Textauszug:
::::::::
Ende Mai 2021 verurteilte das Bezirksgericht Den Haag auf der Grundlage eines zivilrechtlichen Unterlassungsanspruchs die Royal Dutch Shell plc („Shell“) als Konzernmuttergesellschaft dazu, CO2-Emissionen aufgrund ihrer Geschäftstätigkeit oder von ihr verkaufter Produkte bis Ende 2030 um 45 % (im Vergleich zum Wert des Jahres 2019) zu reduzieren. Nach niederländischem Deliktsrecht bestehe eine ungeschriebene Sorgfaltspflicht, die Shell zur Reduzierung von klimaschädlichen CO2-Emissionen verpflichte. Ausgefüllt werde diese Sorgfaltspflicht durch das Recht auf Leben und das Recht auf Achtung des Privat- und Familienlebens nach Art. 2 und 8 Europäischen Menschenrechtskonvention (EMRK) sowie Art. 6 und 17 Internationaler Pakt über bürgerliche und politische Rechte sowie die UN Guiding Principles on Business and Human Rights (UNGP). Damit wurde erstmals ein Unternehmen auf Basis von Menschenrechten und umweltvölkerrechtlichen Maßgaben zur Erreichung von konkreten Reduktionszielen verurteilt. Zudem wurde Shell als Konzernmuttergesellschaft rechtsträgerübergreifend verurteilt und hierdurch Verkehrspflichten im gesamten Konzern begründet. Geklagt hatten u.a. mehrere niederländische NGOs, darunter Milieudefensie und Greenpeace Nederland.
Shell hat angekündigt, gegen das erstinstanzliche Urteil Berufung einzulegen. Die dem Urteil zuteilwerdende öffentliche Aufmerksamkeit ist gleichwohl angemessen, denn es vollzieht sich eine dynamische Weiterentwicklung im Bereich der Klimaklagen (climate change litigation).
::::::::
Bereitgestellte Daten:
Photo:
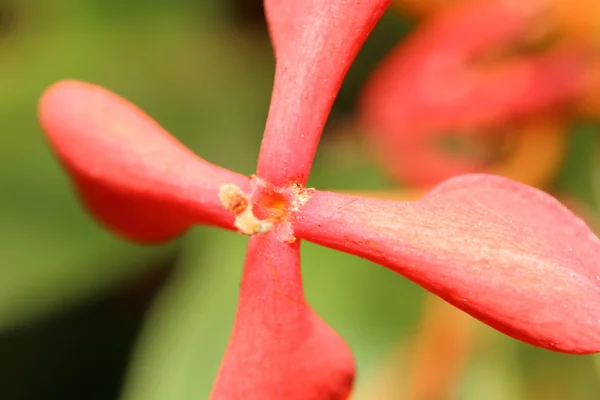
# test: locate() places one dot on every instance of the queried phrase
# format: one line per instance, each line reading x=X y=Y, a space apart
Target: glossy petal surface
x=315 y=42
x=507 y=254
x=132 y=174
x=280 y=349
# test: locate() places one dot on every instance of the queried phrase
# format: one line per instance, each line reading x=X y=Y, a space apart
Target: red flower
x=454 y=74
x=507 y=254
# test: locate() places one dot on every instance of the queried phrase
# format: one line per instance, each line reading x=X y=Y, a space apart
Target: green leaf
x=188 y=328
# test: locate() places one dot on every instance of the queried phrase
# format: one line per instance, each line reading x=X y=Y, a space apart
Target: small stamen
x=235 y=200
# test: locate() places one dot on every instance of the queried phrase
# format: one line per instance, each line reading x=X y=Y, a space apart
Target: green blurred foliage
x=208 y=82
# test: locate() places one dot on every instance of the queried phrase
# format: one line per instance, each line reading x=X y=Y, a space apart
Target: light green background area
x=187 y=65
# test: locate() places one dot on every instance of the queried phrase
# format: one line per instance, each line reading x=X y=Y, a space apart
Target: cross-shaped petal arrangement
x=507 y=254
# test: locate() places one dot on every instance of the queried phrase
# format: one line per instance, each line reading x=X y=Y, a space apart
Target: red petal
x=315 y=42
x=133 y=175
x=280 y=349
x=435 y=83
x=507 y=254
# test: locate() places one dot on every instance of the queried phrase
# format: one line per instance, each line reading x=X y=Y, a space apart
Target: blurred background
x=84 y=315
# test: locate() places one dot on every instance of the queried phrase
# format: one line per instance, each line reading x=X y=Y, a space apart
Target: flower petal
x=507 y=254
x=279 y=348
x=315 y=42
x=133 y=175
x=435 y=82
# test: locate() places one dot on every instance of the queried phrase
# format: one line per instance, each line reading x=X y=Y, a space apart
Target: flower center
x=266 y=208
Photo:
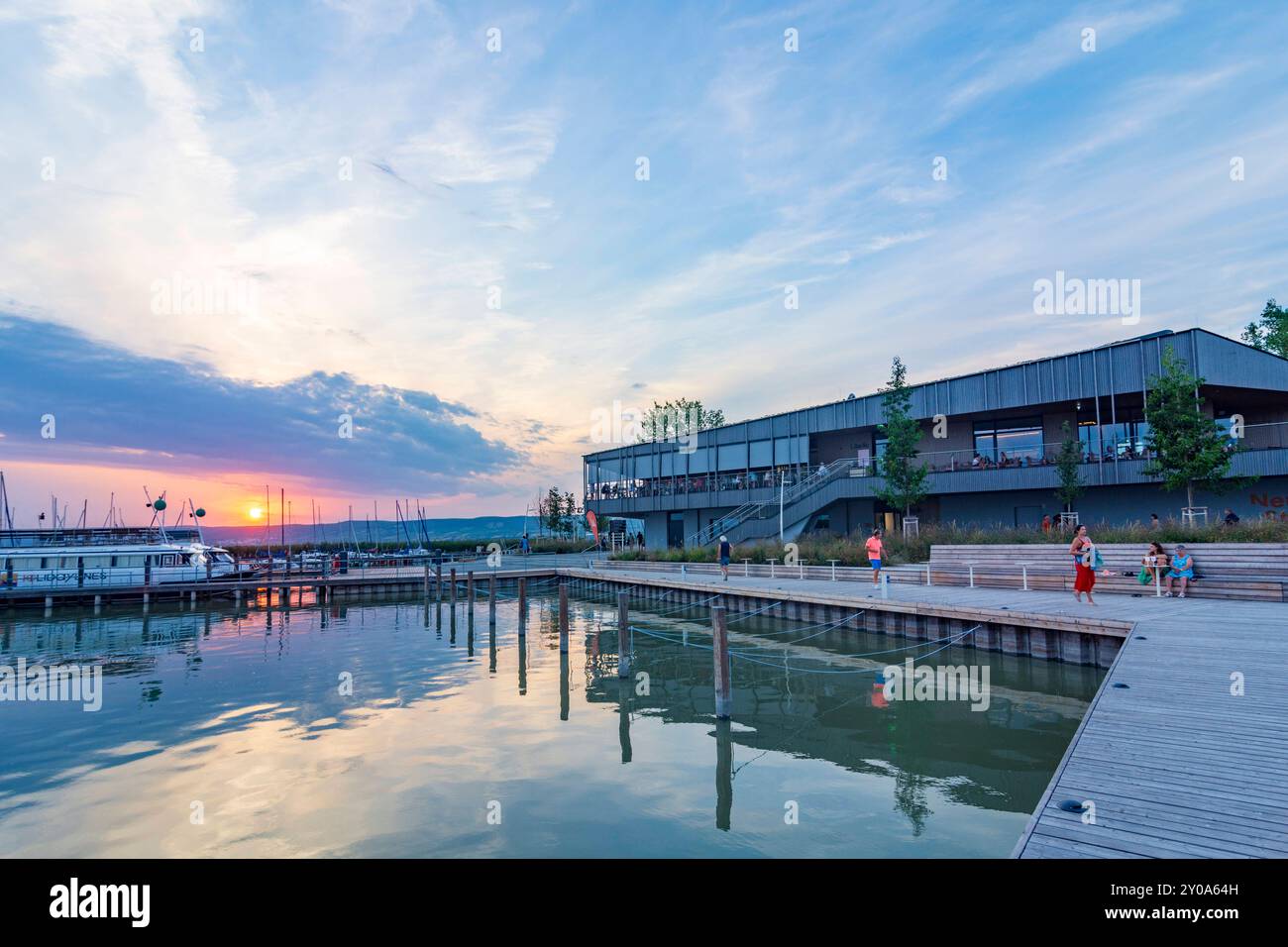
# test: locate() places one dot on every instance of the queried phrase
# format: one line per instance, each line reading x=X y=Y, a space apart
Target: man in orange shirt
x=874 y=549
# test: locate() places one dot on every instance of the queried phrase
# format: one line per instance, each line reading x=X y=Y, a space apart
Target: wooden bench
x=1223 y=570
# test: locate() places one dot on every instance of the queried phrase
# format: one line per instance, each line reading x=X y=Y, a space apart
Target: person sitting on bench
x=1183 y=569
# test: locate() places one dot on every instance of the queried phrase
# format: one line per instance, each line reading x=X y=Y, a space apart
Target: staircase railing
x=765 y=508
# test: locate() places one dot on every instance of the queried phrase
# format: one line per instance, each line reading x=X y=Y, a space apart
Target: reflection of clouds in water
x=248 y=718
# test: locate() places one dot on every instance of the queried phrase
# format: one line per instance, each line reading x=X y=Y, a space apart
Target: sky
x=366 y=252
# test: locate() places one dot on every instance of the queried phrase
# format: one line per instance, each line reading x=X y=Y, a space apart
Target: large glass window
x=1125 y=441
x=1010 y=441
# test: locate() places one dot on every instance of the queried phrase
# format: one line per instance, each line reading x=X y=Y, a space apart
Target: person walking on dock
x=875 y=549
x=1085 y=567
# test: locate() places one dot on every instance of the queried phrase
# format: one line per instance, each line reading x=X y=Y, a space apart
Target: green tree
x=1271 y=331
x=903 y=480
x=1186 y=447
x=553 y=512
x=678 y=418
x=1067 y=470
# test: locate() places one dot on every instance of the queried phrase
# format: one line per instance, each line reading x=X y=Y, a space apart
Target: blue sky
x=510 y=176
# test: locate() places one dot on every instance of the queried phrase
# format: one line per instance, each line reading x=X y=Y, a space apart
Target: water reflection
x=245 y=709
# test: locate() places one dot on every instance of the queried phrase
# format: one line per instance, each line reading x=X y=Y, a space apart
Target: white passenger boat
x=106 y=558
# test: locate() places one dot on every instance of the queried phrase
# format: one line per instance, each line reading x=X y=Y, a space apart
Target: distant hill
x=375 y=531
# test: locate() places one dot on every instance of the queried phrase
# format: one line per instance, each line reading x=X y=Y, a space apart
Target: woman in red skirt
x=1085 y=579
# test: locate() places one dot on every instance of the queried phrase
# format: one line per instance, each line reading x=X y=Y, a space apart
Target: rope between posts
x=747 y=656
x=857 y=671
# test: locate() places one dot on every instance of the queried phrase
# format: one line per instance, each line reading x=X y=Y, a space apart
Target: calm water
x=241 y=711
::::::::
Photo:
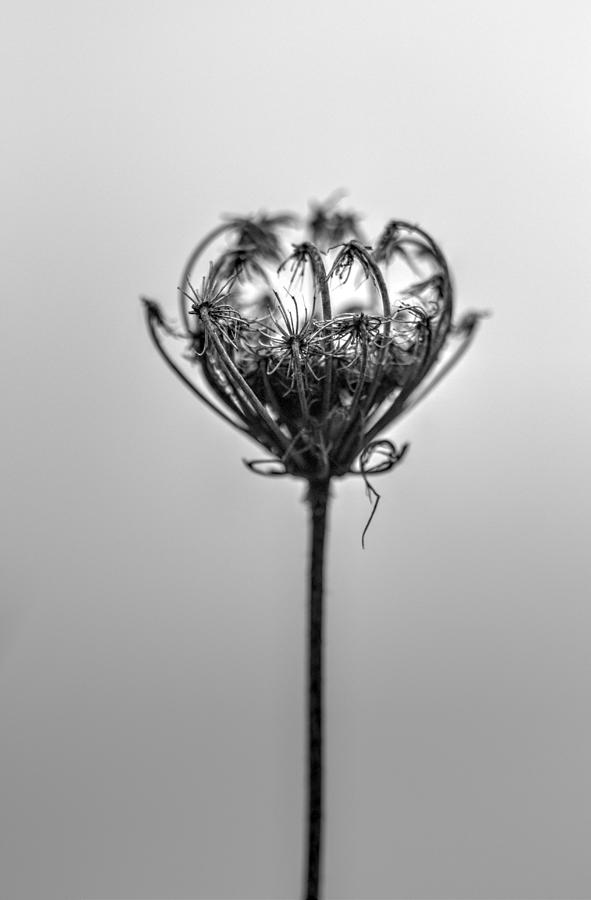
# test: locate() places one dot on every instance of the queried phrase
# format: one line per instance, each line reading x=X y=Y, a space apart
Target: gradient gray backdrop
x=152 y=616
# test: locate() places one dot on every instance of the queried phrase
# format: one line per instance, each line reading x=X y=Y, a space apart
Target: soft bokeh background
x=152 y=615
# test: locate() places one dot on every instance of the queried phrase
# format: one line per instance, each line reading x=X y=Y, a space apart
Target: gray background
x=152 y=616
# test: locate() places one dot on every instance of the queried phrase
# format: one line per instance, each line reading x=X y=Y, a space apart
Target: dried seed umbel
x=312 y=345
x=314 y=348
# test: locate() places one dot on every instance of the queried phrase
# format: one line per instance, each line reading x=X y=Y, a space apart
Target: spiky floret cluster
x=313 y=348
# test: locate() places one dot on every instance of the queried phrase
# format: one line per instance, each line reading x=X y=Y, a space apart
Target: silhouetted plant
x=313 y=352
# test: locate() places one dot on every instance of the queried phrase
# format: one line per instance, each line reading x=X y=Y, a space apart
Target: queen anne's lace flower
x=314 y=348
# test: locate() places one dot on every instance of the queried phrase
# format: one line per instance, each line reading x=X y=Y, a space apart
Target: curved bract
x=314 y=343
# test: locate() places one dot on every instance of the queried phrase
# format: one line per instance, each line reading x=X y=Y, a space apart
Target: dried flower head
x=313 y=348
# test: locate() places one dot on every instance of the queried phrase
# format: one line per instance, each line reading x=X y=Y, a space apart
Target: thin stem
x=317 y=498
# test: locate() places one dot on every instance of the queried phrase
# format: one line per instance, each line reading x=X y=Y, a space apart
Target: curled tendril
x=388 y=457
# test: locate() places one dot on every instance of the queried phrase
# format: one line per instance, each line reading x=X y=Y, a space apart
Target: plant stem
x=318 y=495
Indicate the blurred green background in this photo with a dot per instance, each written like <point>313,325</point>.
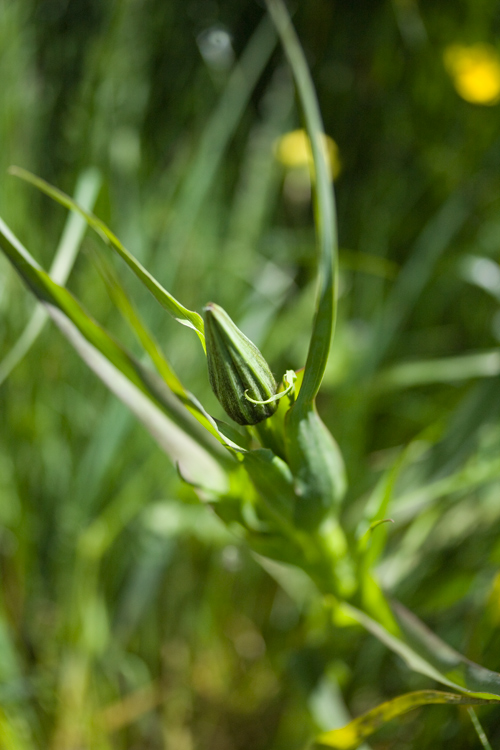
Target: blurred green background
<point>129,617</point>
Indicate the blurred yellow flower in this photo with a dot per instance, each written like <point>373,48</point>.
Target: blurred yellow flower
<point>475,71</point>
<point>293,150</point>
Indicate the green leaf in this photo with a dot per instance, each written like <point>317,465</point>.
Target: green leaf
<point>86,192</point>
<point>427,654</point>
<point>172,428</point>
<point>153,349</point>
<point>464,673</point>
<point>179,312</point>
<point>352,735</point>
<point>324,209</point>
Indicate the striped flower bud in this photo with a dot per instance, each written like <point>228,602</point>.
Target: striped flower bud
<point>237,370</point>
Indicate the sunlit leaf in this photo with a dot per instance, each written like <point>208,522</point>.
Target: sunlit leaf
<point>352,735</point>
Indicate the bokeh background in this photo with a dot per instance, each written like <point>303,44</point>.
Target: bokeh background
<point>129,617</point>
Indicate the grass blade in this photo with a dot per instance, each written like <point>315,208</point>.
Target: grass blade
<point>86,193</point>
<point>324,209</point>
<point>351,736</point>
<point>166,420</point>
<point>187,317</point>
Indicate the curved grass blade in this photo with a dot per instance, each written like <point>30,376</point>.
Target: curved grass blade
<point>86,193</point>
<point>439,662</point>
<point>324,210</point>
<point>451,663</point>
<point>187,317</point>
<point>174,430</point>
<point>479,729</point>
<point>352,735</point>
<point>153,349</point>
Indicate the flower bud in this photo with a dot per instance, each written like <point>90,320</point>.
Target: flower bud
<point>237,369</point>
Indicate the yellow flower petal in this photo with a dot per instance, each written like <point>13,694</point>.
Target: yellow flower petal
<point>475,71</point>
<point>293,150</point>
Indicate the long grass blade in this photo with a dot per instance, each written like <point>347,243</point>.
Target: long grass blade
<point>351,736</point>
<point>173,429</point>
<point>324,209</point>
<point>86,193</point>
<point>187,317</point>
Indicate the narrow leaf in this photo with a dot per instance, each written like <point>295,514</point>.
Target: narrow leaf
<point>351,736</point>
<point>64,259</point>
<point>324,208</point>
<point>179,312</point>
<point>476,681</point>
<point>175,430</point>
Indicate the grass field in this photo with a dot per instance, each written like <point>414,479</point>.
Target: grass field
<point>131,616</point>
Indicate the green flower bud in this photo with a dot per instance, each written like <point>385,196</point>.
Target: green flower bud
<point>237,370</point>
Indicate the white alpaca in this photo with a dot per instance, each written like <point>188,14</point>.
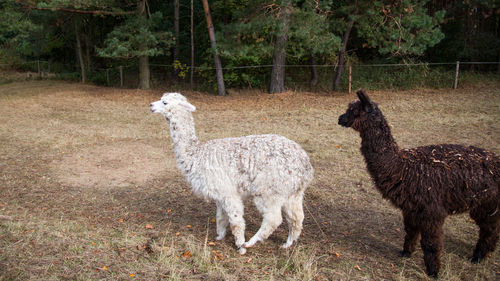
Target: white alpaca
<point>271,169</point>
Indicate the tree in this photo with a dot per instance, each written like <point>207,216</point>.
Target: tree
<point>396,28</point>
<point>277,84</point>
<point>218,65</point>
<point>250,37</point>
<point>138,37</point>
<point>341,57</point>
::::::::
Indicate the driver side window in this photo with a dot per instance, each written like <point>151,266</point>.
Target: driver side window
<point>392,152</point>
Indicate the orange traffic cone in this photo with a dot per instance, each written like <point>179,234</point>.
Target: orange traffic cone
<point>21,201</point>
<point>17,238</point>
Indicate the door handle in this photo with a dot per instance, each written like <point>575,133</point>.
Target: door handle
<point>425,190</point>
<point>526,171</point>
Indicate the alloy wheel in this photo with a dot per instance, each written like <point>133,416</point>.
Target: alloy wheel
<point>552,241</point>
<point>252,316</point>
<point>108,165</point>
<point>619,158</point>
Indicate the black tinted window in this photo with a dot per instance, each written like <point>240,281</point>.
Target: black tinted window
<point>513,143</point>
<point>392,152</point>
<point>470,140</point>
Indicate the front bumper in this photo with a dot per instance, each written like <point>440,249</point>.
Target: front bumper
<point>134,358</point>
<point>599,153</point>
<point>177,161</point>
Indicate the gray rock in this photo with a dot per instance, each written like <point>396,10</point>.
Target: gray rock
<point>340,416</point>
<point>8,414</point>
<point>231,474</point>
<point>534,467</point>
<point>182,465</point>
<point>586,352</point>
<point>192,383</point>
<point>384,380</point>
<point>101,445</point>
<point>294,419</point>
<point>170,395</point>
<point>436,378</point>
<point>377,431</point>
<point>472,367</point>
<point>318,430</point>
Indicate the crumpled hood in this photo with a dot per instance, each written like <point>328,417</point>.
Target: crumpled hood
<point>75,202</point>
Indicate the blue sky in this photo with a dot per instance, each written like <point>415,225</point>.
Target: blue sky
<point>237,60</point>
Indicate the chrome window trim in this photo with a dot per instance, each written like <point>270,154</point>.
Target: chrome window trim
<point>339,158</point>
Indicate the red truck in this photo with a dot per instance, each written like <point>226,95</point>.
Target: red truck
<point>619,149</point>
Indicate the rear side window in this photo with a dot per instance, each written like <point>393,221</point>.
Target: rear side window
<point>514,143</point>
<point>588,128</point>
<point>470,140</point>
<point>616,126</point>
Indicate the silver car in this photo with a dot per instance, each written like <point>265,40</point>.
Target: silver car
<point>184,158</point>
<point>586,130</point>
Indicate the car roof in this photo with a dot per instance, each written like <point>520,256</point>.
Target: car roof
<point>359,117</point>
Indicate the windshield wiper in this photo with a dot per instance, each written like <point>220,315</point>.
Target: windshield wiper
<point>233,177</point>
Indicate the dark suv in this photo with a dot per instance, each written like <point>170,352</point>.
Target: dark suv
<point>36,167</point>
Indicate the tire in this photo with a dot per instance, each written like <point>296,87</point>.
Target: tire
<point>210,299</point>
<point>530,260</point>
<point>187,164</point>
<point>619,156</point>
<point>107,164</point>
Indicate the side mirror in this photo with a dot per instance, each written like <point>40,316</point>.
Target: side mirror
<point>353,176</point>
::::::::
Aufgabenstellung:
Wiederhole wortgetreu den Abschnitt aus dem Text über das Urteil gegen Shell, der mit den Worten „Shell hat angekündigt, gegen“ beginnt und mit „(climate change litigation).“ endet.

Das Ergebnis:
Shell hat angekündigt, gegen das erstinstanzliche Urteil Berufung einzulegen. Die dem Urteil zuteilwerdende öffentliche Aufmerksamkeit ist gleichwohl angemessen, denn es vollzieht sich eine dynamische Weiterentwicklung im Bereich der Klimaklagen (climate change litigation).